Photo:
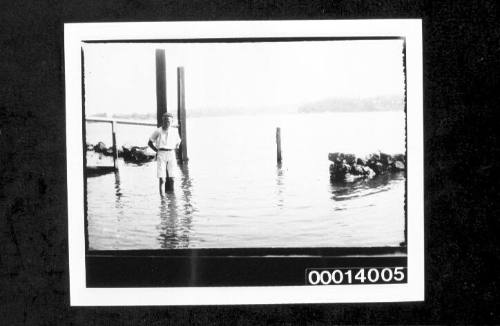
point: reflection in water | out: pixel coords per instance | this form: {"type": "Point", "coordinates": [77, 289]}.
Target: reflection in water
{"type": "Point", "coordinates": [279, 184]}
{"type": "Point", "coordinates": [176, 214]}
{"type": "Point", "coordinates": [118, 195]}
{"type": "Point", "coordinates": [343, 190]}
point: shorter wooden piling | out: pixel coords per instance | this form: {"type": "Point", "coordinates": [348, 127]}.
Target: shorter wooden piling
{"type": "Point", "coordinates": [161, 80]}
{"type": "Point", "coordinates": [115, 150]}
{"type": "Point", "coordinates": [278, 144]}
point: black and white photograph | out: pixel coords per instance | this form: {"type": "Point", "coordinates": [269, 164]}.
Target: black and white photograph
{"type": "Point", "coordinates": [278, 159]}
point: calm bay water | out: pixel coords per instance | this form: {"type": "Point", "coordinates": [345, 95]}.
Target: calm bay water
{"type": "Point", "coordinates": [232, 193]}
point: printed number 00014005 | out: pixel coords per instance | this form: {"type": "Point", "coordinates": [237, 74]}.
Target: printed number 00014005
{"type": "Point", "coordinates": [373, 275]}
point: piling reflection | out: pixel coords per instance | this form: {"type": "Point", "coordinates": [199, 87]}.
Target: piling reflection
{"type": "Point", "coordinates": [343, 190]}
{"type": "Point", "coordinates": [279, 185]}
{"type": "Point", "coordinates": [118, 192]}
{"type": "Point", "coordinates": [176, 214]}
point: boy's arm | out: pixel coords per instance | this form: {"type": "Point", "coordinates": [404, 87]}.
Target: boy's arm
{"type": "Point", "coordinates": [150, 142]}
{"type": "Point", "coordinates": [153, 147]}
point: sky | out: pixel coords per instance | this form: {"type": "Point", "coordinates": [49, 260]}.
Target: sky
{"type": "Point", "coordinates": [120, 78]}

***

■ **What is needed**
Everything from the line with "point: reflection in" through the line with "point: piling reflection" should be written out exactly as it appears above, end lines included, and nothing outside that range.

■ **Exercise solution**
point: reflection in water | out: pixel coords per instance | this form: {"type": "Point", "coordinates": [77, 289]}.
Target: reflection in water
{"type": "Point", "coordinates": [279, 184]}
{"type": "Point", "coordinates": [176, 214]}
{"type": "Point", "coordinates": [118, 195]}
{"type": "Point", "coordinates": [343, 190]}
point: shorter wooden piling | out: pixel coords per instance | this form: {"type": "Point", "coordinates": [348, 127]}.
Target: shorter wooden piling
{"type": "Point", "coordinates": [161, 80]}
{"type": "Point", "coordinates": [115, 150]}
{"type": "Point", "coordinates": [278, 144]}
point: black and white photograph | out: pixel coords per instance | this form: {"type": "Point", "coordinates": [269, 164]}.
Target: black and white photograph
{"type": "Point", "coordinates": [278, 159]}
point: calm bay water | out: pixel coords per instance | this form: {"type": "Point", "coordinates": [345, 95]}.
Target: calm bay water
{"type": "Point", "coordinates": [232, 193]}
point: printed number 00014005 | out: pixel coords per instance | this form: {"type": "Point", "coordinates": [237, 74]}.
Target: printed number 00014005
{"type": "Point", "coordinates": [373, 275]}
point: piling reflection | out: pixel coords per instance | this form: {"type": "Point", "coordinates": [199, 87]}.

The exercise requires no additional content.